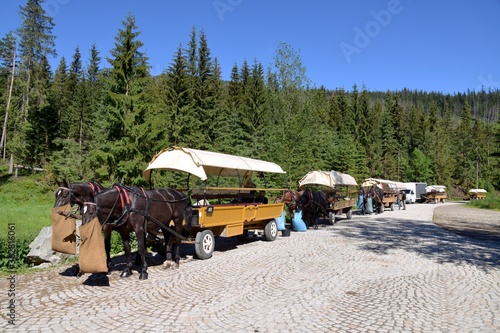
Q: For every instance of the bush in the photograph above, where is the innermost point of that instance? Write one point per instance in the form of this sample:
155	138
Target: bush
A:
491	201
13	258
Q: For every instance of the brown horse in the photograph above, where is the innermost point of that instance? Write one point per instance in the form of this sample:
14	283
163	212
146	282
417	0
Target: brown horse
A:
312	204
377	195
77	194
290	198
132	209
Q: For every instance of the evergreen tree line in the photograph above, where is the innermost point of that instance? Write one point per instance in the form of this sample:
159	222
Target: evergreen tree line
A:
91	121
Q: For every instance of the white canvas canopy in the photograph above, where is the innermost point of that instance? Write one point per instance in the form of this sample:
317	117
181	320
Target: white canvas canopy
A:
203	163
435	188
327	178
384	184
477	190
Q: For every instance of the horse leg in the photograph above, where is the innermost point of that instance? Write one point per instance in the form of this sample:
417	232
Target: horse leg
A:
177	248
141	244
107	245
126	247
168	244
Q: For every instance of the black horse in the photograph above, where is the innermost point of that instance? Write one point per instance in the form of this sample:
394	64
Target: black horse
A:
312	204
132	209
377	195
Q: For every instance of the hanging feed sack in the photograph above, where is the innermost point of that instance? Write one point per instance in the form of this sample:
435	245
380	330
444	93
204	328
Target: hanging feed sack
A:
63	230
92	252
298	223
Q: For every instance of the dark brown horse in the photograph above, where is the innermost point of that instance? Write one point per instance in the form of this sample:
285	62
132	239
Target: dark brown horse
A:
377	195
132	209
290	199
312	204
77	194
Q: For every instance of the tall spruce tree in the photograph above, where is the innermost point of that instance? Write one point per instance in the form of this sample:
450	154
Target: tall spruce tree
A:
36	43
126	109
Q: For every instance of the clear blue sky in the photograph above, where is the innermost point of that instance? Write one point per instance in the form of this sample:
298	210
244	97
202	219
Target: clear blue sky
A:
448	46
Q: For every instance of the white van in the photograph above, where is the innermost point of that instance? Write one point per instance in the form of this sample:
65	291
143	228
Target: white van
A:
413	192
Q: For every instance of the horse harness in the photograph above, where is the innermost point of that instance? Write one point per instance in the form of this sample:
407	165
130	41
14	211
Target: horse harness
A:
124	198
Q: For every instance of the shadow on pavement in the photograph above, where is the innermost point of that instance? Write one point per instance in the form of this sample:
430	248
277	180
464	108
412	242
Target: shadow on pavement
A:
384	234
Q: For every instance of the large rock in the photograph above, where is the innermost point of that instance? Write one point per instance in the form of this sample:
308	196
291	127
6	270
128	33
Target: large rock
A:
41	249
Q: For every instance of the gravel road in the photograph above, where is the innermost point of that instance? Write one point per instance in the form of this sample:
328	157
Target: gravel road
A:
393	272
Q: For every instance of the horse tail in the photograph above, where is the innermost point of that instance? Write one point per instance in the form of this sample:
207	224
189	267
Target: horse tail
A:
188	211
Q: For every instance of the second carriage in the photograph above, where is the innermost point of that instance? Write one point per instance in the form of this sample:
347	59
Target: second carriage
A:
340	188
226	202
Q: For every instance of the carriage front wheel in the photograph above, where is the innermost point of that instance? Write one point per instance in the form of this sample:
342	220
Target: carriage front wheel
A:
271	230
205	244
331	217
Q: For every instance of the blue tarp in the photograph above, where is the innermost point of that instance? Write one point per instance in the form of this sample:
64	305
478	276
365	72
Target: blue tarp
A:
280	221
369	205
360	201
297	222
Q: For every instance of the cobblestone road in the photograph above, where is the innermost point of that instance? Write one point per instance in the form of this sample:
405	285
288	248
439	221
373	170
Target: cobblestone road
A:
394	272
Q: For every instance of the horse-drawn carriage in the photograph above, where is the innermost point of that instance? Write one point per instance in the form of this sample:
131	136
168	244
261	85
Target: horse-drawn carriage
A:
390	189
340	189
221	210
434	194
477	194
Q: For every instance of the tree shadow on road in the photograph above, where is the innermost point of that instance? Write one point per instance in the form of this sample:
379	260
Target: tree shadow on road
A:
384	234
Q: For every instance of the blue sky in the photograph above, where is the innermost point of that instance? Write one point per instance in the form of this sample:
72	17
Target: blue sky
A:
447	46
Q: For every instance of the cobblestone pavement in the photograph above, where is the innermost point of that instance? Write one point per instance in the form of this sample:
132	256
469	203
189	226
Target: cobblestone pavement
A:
394	272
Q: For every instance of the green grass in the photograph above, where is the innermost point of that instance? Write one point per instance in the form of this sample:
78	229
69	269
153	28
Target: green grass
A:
25	201
492	201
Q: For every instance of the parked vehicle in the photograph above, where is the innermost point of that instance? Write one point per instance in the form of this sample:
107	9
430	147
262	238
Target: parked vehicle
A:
414	191
224	192
477	194
435	194
340	189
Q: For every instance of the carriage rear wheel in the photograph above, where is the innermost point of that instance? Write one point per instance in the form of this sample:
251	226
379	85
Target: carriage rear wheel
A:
205	244
331	217
271	230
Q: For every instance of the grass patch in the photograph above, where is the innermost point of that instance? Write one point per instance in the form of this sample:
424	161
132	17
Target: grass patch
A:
491	201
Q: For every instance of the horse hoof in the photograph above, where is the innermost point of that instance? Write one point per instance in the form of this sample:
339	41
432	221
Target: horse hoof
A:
125	274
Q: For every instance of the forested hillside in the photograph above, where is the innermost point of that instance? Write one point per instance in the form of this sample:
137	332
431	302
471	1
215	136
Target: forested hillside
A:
105	119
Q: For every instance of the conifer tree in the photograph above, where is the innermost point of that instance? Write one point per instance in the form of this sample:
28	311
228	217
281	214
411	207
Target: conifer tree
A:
126	109
36	43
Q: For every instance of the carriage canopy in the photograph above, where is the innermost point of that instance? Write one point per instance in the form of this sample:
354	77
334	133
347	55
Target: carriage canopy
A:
384	184
477	190
203	163
327	178
435	188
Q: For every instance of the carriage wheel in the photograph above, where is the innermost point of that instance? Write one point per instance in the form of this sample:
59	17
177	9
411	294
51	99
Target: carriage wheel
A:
243	236
331	217
205	244
271	230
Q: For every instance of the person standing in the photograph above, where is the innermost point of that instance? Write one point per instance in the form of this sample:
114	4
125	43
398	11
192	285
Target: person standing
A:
403	199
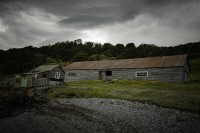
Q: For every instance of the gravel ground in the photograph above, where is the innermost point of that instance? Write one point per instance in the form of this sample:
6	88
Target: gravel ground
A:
138	117
100	115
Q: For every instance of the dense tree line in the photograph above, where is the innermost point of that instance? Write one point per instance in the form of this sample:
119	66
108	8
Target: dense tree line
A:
24	59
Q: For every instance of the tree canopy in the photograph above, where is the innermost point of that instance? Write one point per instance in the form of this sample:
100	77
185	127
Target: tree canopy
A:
20	60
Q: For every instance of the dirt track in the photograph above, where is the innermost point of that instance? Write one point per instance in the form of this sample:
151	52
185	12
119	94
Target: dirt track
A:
100	115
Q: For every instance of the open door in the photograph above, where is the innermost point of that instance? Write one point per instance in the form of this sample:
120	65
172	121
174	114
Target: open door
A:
101	75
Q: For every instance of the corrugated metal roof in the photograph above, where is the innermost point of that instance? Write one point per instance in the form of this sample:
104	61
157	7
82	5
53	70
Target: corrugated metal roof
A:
150	62
44	68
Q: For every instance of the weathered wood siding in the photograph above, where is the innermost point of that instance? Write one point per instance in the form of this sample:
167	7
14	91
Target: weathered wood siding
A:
57	69
172	74
50	76
81	75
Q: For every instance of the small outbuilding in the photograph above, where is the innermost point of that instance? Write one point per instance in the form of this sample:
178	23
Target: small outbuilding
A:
166	68
49	75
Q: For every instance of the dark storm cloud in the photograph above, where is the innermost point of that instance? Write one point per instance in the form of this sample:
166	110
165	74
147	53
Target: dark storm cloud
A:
24	22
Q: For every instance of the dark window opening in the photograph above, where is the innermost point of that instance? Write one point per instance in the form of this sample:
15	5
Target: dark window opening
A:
44	75
108	73
72	74
142	74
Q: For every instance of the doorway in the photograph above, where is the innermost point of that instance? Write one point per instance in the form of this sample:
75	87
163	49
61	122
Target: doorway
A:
101	75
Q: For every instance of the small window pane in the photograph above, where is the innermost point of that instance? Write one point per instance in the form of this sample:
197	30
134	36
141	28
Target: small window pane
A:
108	73
57	75
72	74
142	74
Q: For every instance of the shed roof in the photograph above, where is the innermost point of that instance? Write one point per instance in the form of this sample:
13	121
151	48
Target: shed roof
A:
44	68
150	62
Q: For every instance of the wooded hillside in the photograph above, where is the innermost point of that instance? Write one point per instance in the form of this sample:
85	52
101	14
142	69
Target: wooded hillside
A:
20	60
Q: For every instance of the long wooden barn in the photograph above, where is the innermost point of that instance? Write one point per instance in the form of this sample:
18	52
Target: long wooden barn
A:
167	68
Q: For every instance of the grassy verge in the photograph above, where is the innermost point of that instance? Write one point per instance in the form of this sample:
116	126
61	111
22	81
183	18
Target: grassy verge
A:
182	96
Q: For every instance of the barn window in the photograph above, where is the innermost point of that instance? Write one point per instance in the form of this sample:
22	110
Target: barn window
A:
108	73
57	75
44	76
141	74
72	74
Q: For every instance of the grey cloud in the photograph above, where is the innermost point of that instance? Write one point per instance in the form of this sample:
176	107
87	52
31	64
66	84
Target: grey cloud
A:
74	16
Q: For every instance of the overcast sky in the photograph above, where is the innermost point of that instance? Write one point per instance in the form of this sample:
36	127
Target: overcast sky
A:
43	22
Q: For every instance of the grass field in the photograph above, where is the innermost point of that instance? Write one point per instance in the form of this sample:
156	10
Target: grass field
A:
174	95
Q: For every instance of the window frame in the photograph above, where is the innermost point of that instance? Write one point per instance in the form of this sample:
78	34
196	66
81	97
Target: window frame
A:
142	76
72	74
57	75
108	73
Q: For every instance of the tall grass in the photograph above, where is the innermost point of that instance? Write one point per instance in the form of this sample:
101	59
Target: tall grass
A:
182	96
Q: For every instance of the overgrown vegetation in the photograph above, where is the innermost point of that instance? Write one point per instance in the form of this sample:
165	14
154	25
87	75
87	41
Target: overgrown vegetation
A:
175	95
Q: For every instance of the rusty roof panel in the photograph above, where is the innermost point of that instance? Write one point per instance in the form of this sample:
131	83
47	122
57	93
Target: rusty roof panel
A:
150	62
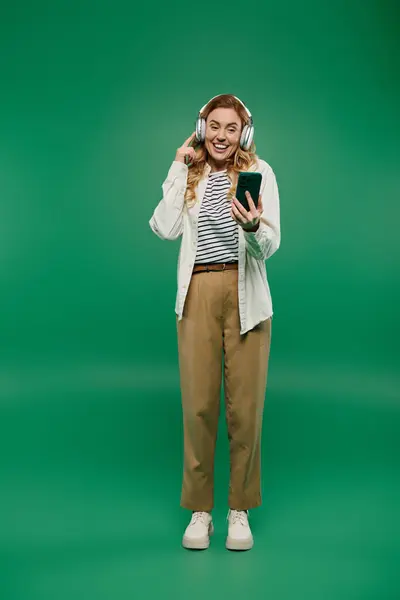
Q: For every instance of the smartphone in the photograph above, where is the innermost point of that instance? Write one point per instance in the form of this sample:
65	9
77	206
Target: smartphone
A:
195	144
248	182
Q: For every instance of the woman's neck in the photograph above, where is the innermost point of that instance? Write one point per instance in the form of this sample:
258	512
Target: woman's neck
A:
216	167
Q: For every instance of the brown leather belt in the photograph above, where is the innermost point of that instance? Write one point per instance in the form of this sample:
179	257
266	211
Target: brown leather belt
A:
215	267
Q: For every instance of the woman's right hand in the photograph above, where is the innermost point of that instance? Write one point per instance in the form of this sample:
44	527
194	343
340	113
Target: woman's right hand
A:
186	150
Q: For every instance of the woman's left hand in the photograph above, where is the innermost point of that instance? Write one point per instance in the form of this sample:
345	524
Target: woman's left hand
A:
248	220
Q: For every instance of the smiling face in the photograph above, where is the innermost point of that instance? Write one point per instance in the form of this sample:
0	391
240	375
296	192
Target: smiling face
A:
223	130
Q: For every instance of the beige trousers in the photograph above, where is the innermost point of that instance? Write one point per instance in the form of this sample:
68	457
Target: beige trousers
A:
209	330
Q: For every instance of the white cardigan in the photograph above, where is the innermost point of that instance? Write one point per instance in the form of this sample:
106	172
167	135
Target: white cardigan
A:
172	218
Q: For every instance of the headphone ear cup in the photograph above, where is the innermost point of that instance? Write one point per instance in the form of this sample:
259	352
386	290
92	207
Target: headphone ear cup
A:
200	129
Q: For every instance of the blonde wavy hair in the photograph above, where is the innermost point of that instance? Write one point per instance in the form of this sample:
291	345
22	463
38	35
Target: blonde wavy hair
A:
241	160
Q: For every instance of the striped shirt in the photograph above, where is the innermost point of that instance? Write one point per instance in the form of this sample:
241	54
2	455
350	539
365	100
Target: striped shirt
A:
218	236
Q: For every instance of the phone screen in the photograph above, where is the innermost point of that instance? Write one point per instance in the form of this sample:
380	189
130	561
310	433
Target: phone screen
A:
251	182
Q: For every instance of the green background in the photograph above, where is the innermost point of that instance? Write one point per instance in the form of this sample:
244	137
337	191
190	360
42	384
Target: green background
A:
95	99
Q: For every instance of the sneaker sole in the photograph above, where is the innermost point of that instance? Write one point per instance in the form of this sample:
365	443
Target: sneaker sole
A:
232	544
199	543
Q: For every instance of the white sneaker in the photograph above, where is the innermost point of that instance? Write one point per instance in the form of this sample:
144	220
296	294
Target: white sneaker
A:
239	532
197	533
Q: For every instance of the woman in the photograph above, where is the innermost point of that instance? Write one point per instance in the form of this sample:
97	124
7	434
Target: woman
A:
223	309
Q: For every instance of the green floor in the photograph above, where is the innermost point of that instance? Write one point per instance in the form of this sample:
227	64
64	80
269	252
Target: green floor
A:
91	480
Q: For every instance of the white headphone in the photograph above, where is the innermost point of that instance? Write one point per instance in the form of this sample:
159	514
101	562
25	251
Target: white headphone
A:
246	137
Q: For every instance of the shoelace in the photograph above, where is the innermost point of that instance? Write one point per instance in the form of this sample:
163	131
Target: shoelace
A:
238	515
198	516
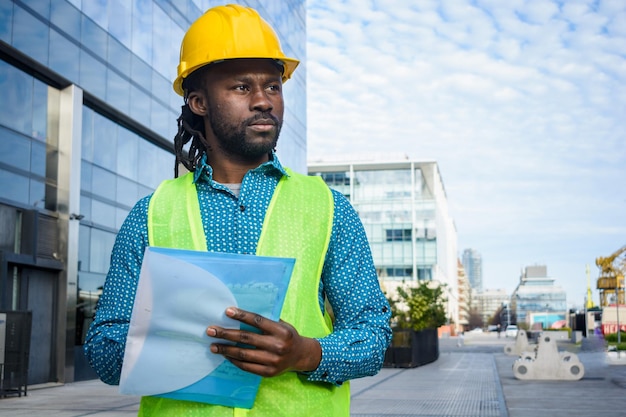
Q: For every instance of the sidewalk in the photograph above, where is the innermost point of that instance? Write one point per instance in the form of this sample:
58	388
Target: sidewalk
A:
475	380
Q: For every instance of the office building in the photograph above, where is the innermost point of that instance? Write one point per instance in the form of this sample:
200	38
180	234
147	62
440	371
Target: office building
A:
473	264
537	300
87	120
404	209
488	302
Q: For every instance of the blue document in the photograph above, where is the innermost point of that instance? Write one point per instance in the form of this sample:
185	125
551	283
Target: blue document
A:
180	293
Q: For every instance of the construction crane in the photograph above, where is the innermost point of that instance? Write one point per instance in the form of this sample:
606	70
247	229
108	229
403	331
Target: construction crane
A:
611	279
589	304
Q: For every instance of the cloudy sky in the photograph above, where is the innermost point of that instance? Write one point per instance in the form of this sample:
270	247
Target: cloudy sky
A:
521	103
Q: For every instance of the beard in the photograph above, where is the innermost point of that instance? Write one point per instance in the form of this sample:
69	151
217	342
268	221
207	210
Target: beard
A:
233	138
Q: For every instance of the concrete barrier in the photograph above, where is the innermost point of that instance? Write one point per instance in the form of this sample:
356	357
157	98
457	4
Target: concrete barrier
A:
547	363
520	345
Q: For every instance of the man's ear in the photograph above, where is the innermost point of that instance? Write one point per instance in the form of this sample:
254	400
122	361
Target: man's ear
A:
197	103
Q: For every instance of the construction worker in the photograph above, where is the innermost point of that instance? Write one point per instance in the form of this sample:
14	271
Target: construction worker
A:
230	75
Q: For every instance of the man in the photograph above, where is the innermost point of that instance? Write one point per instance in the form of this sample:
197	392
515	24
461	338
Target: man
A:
244	201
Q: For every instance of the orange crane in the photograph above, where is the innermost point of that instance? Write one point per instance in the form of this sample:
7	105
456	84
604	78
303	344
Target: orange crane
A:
611	279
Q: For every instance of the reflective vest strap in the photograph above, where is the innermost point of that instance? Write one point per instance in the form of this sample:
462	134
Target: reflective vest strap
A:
298	225
174	219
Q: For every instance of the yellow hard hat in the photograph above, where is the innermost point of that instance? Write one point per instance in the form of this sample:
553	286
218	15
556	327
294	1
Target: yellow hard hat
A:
228	32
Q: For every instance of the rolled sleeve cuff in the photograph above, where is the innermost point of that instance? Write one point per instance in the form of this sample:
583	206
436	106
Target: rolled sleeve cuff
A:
329	369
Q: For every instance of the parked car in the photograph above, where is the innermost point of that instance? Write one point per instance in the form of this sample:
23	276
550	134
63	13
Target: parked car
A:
511	331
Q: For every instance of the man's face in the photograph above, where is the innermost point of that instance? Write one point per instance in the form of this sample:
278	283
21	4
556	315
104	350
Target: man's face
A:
244	107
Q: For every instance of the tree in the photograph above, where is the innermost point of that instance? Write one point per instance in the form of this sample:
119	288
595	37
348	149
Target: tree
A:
420	307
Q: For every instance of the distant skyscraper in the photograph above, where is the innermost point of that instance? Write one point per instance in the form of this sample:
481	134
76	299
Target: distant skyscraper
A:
473	264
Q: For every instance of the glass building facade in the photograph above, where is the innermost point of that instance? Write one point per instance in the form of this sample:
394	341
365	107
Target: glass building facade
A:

Exercise details: Where does the string "evergreen" occur in the data above? Copy every line that holds it.

Output of the task:
Q: For every instance of the evergreen tree line in the photograph above, where is the innermost point of that instance? Write one point per instance in the form of this sample:
Target: evergreen tree line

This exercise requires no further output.